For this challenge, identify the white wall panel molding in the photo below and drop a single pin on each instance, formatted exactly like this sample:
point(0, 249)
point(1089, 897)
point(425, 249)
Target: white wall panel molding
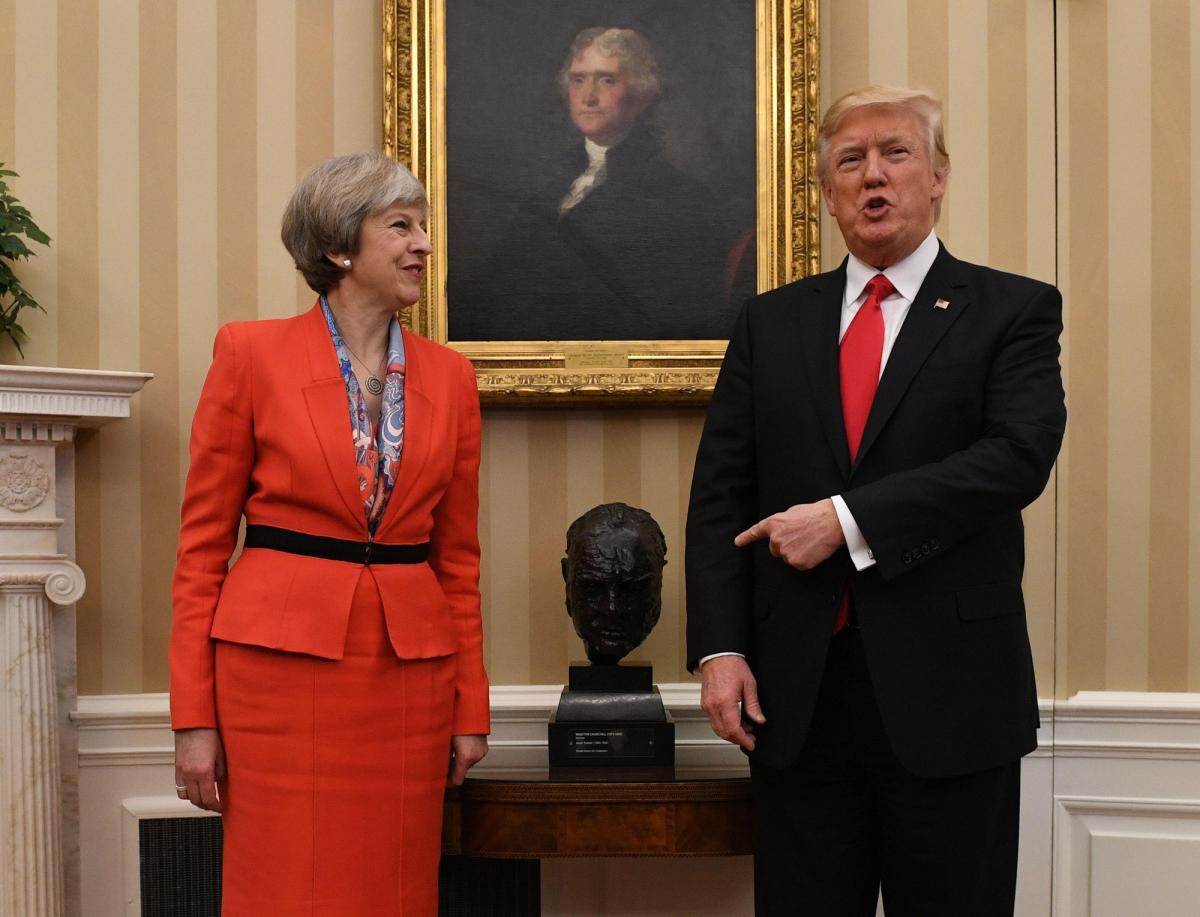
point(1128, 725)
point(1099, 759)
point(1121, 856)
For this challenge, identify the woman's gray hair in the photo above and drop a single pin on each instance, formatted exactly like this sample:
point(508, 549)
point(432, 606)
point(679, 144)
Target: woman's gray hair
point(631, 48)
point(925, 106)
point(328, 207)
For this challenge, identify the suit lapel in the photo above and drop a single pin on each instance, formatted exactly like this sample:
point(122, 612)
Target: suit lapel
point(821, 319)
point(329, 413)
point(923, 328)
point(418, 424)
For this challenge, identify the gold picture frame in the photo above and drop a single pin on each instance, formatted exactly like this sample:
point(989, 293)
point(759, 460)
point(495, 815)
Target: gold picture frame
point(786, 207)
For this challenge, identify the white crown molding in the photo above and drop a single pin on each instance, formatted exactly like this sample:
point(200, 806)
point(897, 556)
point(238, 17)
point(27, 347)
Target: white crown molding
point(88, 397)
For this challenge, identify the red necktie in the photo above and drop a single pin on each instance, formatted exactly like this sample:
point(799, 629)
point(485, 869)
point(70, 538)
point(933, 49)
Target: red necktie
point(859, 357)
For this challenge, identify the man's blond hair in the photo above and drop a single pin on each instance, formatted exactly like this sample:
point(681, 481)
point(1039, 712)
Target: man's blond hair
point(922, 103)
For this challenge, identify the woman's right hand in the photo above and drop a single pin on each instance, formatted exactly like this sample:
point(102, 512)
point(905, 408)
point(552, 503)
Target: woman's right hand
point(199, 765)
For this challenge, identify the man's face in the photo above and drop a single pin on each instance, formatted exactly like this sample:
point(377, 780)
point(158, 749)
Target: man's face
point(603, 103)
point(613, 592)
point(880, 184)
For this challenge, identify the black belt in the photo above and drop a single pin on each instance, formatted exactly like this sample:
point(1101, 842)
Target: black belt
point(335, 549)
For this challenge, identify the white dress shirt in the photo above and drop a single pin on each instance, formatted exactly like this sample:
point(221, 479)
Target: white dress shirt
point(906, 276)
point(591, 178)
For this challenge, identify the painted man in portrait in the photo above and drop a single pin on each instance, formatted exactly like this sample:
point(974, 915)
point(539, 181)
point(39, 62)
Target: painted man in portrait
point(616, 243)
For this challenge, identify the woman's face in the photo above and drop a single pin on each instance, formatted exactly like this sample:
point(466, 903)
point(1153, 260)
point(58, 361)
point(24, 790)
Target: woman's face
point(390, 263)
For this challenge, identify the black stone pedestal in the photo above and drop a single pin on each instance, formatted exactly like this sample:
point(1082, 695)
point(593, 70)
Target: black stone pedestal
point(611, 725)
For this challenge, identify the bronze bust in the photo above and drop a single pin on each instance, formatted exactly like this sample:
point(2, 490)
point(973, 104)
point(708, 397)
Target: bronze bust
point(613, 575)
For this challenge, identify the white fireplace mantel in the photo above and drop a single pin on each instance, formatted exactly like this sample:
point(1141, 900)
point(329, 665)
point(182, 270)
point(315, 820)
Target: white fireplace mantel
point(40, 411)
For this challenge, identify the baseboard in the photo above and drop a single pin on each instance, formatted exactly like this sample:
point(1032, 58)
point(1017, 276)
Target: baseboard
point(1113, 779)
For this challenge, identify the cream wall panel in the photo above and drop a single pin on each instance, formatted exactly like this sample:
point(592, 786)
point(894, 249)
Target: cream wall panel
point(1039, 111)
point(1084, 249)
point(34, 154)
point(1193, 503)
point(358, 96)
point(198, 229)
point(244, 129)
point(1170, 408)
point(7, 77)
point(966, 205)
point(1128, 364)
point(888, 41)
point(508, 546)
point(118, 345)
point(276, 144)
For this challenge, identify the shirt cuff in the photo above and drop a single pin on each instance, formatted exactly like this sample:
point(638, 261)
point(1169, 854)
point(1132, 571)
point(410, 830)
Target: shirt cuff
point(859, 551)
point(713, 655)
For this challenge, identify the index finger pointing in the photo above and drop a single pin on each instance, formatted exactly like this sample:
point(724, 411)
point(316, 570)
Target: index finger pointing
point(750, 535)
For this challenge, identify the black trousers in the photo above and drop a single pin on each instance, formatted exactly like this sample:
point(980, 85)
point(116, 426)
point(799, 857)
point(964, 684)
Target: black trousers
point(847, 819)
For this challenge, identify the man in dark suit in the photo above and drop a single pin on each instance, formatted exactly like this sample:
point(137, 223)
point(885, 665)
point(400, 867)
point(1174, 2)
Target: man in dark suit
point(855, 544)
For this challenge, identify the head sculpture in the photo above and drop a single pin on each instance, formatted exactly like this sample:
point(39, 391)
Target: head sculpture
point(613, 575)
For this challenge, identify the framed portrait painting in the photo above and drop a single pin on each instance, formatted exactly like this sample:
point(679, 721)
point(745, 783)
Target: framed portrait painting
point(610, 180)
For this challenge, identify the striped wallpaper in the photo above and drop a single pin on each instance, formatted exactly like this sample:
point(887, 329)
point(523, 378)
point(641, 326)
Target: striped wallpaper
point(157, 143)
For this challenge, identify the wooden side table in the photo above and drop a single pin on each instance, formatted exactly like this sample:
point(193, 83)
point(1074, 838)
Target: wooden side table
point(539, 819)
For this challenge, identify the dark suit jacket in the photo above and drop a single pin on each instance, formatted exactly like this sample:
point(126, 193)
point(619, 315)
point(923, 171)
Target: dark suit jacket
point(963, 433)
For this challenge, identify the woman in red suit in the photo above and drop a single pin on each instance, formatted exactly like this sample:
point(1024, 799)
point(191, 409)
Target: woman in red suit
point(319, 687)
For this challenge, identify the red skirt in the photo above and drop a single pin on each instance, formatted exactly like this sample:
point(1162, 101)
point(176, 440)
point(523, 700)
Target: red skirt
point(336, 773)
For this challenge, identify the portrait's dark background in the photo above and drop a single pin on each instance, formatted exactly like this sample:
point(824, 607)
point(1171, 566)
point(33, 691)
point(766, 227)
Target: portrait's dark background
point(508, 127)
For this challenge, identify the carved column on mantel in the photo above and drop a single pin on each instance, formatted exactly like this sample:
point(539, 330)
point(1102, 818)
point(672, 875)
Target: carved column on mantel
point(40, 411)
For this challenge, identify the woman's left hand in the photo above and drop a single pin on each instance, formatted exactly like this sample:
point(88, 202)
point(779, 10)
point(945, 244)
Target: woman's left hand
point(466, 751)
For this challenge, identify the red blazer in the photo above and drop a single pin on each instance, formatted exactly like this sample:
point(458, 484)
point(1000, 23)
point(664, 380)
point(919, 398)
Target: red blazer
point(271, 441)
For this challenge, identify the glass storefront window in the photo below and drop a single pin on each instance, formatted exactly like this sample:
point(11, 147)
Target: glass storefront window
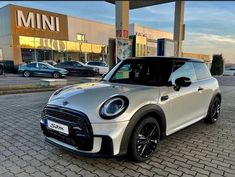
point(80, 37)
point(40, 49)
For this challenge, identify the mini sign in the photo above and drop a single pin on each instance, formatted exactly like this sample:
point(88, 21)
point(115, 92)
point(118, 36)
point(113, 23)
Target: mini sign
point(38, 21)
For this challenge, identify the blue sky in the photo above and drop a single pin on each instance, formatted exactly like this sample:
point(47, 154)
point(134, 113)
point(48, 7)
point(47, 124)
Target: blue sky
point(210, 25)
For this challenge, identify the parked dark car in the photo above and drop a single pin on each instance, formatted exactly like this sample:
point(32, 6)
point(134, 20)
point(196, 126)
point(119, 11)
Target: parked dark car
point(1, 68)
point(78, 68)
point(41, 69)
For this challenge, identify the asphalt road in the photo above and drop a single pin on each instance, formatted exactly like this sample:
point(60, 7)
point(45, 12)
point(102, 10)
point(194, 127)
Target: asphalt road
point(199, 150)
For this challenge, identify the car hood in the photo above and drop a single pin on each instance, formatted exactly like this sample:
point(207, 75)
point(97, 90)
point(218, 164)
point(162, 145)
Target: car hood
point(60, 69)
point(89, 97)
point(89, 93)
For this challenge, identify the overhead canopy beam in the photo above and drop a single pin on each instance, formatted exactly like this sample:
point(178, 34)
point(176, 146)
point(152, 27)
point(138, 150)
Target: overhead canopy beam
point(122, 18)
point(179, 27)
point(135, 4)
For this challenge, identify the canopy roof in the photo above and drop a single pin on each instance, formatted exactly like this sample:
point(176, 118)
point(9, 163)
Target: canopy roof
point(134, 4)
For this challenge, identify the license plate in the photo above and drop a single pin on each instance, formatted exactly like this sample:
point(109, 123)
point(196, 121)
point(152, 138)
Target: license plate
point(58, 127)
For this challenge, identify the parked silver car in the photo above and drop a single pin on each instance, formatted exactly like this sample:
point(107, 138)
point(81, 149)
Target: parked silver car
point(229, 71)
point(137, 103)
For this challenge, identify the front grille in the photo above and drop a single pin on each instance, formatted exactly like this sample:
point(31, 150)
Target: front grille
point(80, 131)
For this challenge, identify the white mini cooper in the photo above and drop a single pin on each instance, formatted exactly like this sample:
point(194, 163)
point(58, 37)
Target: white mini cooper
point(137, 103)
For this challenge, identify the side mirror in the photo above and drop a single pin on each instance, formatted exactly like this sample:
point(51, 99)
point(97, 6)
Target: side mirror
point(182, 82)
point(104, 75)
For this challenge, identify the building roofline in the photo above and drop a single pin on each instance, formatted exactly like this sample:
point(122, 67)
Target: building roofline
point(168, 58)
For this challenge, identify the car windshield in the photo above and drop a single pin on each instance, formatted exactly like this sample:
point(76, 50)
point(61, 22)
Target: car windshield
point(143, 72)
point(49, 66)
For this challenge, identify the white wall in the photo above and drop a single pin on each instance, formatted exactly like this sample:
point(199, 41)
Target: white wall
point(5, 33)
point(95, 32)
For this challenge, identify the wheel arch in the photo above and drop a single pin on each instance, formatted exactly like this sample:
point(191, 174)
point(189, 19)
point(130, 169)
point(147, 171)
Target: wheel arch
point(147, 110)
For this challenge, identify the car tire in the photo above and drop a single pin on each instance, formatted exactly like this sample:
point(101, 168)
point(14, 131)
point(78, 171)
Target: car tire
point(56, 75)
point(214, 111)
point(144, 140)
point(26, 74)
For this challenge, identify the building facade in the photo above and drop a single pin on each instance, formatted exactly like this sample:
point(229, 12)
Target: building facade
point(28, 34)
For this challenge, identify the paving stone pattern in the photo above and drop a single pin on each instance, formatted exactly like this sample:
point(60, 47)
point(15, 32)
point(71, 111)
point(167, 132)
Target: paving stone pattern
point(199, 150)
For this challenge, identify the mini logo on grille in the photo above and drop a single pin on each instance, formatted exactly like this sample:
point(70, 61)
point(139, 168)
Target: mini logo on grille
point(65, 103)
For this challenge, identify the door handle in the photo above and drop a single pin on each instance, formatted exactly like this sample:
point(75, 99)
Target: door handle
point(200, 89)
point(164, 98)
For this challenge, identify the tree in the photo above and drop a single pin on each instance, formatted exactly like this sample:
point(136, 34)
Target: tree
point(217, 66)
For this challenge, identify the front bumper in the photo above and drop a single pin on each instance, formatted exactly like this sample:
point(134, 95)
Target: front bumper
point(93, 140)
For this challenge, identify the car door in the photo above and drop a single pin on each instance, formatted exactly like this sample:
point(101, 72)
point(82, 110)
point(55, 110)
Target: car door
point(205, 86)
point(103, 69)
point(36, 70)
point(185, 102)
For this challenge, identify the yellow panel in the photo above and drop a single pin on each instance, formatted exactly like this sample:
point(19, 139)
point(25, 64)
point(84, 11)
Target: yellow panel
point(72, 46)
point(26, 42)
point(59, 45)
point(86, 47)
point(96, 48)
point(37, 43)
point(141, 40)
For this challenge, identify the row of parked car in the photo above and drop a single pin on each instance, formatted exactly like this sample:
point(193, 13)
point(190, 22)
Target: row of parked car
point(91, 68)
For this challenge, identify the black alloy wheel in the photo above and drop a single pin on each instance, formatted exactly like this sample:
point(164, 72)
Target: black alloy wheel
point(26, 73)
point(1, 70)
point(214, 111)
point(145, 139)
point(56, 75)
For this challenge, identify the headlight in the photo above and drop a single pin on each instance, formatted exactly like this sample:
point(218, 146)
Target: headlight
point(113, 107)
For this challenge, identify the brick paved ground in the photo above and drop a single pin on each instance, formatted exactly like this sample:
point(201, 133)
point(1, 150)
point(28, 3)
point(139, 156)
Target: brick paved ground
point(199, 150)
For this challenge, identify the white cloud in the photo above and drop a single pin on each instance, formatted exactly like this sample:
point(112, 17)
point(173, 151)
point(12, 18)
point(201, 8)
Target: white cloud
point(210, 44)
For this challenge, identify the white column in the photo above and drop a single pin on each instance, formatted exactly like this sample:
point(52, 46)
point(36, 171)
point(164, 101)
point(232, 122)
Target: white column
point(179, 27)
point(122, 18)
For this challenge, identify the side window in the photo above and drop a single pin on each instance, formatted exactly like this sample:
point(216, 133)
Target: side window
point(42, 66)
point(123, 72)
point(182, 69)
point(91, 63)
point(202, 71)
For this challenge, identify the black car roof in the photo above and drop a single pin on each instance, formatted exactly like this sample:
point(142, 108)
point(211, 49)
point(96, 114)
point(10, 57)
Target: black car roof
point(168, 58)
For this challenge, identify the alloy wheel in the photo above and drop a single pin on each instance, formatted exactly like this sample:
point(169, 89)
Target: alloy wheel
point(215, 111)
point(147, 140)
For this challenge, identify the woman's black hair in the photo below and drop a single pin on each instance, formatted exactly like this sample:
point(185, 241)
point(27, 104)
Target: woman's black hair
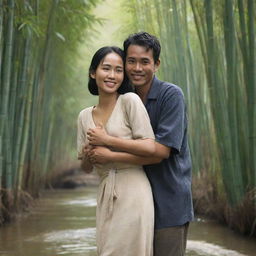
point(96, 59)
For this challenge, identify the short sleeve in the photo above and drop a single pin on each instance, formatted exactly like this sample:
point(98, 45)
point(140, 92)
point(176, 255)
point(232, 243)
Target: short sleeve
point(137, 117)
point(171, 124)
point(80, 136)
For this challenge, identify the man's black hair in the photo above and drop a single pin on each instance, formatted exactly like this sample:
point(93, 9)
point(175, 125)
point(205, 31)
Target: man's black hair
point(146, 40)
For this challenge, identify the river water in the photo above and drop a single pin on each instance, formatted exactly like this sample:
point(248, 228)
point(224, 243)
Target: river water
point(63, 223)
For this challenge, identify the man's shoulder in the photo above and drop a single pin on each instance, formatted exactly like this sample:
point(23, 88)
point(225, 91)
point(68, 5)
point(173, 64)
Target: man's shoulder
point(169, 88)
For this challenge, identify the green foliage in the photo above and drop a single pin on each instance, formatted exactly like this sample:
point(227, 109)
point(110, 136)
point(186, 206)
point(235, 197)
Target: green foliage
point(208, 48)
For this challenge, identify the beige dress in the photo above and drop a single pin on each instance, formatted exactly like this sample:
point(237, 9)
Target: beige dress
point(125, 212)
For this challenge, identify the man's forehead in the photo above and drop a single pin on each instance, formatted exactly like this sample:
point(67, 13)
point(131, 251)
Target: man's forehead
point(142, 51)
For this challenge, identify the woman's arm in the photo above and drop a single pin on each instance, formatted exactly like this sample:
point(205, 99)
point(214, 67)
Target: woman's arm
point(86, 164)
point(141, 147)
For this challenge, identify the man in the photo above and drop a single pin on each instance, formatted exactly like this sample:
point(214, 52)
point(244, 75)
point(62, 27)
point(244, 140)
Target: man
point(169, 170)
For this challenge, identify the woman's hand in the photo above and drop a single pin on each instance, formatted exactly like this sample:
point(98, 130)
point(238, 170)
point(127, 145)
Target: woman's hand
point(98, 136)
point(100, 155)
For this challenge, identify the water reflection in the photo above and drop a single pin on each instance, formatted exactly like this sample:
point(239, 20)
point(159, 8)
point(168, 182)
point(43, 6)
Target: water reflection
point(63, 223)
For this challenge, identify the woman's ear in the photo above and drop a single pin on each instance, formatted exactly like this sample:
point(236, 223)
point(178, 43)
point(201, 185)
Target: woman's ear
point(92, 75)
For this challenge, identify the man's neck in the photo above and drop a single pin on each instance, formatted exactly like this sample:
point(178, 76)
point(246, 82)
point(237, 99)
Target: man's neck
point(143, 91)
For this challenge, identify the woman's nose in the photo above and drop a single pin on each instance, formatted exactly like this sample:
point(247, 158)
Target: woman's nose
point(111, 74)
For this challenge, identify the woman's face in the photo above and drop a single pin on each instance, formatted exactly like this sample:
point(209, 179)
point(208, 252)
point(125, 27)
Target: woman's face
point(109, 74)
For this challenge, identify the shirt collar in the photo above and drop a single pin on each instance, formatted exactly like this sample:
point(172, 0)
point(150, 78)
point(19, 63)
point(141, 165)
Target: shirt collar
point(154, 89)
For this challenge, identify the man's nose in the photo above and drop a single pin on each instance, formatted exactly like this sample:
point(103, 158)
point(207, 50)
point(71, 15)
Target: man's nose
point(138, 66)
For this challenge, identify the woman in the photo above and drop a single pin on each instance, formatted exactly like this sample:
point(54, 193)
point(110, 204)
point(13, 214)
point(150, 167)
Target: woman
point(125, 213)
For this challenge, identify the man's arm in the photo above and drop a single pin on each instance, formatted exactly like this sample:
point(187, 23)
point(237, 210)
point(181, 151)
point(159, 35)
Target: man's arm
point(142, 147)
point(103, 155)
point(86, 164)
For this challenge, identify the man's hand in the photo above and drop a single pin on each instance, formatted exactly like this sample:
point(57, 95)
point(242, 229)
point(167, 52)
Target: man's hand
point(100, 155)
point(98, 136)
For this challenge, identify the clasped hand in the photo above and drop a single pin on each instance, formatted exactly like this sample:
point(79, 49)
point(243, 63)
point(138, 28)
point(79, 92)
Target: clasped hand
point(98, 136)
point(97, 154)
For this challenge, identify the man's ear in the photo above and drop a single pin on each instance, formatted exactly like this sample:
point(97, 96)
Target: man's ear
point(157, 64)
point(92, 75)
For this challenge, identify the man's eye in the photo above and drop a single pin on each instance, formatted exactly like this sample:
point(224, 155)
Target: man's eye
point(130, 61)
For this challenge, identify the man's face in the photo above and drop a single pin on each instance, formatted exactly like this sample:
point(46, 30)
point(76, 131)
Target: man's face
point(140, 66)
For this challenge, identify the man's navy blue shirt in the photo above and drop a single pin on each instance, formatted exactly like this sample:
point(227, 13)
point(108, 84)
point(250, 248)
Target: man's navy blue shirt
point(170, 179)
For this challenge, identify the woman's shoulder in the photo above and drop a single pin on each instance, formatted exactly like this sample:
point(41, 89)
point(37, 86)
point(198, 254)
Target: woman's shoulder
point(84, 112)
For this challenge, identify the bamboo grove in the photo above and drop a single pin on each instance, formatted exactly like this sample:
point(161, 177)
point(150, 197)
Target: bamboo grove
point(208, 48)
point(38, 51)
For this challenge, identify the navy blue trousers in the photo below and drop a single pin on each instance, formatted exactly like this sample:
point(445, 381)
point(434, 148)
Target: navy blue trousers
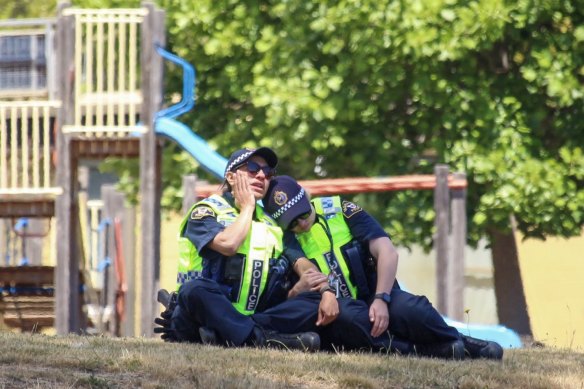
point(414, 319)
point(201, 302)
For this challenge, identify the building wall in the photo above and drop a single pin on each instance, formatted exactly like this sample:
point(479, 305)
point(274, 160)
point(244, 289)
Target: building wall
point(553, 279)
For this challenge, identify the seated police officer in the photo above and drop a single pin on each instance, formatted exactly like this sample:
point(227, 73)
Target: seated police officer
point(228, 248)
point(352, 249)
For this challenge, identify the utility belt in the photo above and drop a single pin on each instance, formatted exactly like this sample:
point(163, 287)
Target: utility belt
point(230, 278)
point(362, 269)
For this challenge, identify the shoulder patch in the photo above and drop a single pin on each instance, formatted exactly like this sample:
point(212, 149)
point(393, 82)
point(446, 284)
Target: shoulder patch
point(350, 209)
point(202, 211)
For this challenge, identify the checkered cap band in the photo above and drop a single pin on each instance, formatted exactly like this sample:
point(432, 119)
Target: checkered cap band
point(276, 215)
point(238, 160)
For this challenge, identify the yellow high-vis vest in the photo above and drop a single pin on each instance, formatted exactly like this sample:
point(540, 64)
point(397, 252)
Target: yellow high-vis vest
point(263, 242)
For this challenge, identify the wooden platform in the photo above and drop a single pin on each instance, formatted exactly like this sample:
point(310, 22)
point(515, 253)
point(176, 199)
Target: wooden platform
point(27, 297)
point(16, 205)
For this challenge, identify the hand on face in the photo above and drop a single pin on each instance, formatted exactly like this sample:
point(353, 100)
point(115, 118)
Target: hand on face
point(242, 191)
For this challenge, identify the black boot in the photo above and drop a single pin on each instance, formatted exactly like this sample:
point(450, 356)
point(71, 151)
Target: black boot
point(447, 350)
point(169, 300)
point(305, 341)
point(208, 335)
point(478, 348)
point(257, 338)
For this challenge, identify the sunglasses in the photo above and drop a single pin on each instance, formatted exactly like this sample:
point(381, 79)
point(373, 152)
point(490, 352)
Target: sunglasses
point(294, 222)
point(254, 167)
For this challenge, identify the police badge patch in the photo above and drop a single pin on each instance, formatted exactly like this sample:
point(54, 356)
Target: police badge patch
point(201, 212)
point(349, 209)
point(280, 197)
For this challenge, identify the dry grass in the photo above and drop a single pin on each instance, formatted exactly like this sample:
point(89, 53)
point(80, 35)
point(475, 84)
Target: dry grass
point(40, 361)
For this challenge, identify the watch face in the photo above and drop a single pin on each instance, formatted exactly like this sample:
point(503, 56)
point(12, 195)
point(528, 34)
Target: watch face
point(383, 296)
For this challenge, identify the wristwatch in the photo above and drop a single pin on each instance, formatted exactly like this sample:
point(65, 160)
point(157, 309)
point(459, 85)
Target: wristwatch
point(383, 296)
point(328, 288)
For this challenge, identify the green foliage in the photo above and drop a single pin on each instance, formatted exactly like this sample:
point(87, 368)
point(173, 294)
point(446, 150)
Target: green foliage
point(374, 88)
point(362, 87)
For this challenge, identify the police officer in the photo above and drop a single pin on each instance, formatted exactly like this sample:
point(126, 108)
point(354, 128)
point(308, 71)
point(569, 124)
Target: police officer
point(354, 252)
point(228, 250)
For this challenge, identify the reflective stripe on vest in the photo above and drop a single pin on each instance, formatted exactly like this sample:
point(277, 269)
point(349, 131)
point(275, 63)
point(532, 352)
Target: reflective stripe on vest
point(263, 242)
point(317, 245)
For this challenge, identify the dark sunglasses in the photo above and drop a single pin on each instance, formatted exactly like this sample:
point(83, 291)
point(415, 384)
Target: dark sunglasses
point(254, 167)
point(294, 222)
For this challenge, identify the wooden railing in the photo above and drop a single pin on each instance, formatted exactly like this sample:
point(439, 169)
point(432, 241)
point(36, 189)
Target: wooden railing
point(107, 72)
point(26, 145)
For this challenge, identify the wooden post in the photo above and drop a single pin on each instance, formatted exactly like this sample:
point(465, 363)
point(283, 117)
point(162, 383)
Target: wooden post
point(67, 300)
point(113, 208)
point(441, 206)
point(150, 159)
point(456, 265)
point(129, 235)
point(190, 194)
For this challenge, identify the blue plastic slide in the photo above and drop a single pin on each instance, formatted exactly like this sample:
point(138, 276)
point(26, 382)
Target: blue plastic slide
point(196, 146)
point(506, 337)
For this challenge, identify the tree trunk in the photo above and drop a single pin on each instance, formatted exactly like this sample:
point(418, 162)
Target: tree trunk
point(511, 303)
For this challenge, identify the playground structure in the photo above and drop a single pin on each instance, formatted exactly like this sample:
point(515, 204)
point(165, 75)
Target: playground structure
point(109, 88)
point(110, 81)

########

▶ _Task objective_
Number each line of the entries, from the first line up to and including the line with "point(328, 207)", as a numbered list. Skip blank lines and leave the pictures out.

▶ _Complete response_
1. For this challenge, identify the white wall panel molding in the photo below and drop a single pin on each instance, formatted exactly like this sample:
2. point(0, 249)
3. point(1089, 897)
4. point(425, 249)
5. Target: white wall panel molding
6. point(1128, 725)
7. point(1099, 759)
8. point(1121, 856)
9. For this challenge, identify the woman's gray hair in the photo above and drop a single pin on each instance, formatted exactly like this sample:
10. point(508, 549)
11. point(432, 606)
12. point(679, 144)
13. Target: woman's gray hair
14. point(631, 48)
15. point(925, 106)
16. point(328, 207)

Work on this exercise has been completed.